» **Task objective**
Beginning with the line that holds "the mud covered", set down each line of the data below through the very last, exactly as given, and nothing beyond that.

» **Supplied data**
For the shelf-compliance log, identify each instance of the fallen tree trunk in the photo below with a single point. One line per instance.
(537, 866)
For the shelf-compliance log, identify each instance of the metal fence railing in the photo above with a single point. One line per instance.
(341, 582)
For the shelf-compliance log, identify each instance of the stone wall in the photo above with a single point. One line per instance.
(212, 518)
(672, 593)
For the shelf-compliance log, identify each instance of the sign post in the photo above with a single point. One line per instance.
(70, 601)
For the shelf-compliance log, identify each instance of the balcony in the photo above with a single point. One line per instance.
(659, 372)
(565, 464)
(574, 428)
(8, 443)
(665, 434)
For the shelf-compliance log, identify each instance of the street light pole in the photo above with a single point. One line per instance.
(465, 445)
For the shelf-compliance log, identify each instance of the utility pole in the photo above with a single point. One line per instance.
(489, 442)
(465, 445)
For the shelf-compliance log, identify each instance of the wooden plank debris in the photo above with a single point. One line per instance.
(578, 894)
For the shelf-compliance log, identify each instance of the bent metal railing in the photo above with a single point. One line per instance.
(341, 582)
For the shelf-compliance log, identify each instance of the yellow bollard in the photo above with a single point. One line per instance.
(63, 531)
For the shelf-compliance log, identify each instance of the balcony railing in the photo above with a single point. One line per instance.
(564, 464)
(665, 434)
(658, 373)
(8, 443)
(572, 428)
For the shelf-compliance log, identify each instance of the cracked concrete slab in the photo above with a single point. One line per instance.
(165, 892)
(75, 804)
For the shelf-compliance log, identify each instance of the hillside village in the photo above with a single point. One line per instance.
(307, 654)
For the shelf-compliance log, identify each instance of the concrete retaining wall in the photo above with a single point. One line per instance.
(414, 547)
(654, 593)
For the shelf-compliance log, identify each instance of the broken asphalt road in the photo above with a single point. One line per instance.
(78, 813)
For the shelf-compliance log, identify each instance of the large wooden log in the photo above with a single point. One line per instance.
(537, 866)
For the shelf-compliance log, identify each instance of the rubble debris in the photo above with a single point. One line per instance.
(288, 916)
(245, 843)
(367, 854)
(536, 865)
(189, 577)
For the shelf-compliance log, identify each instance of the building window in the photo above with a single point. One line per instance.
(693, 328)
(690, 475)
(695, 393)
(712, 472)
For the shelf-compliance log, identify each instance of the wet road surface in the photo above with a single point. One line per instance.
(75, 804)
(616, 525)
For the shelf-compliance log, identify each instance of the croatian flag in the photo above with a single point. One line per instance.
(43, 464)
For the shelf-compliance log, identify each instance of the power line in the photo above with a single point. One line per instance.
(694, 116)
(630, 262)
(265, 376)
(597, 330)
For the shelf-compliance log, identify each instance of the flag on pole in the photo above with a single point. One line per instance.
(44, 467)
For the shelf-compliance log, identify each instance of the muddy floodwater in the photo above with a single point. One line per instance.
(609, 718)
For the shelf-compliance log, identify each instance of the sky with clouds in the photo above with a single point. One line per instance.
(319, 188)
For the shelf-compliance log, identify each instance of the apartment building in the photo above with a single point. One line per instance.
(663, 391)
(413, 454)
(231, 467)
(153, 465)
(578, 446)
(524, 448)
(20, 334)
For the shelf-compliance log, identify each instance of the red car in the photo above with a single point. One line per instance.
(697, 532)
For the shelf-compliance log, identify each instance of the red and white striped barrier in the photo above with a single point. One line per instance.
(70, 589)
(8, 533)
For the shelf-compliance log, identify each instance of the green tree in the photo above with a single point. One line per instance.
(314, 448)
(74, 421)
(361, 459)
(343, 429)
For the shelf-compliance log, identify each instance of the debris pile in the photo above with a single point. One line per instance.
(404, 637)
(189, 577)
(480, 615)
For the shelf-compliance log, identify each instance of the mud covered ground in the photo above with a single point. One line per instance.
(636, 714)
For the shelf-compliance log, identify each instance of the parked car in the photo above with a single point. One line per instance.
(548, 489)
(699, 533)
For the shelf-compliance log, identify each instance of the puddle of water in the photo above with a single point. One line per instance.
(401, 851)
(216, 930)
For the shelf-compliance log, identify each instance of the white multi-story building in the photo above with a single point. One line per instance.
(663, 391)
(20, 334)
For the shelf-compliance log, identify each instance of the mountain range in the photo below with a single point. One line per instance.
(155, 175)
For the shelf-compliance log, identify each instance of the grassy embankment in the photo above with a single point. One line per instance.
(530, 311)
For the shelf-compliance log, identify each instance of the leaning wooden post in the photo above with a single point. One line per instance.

» **Complete response**
For the shelf-compliance log, identify each instance of the mud covered ground in the photo above with a single point. One line per instance.
(636, 714)
For the shelf-compliance log, identify each instance of the parked car in the photo above with a single point. One line per instance.
(548, 489)
(699, 533)
For the shelf-compliance log, identify each instance of the puddle of water in the photo above with a single point. One line per instance.
(401, 851)
(216, 930)
For the shelf-compliance log, identify each instance of the white multi-story building in the photo above with a single point. One line per instance.
(663, 391)
(20, 334)
For the shelf-compliance log, identify each instance of the mountain range in the photo below with a single point. One line per instance.
(155, 175)
For the shelf-compliance log, identify each instance of the grassy embankment in the photo above with a single point. One line per instance.
(530, 311)
For the shelf-compliance log, identify each instance of the leaning wooden post in the photo above with a single point. One line per instance.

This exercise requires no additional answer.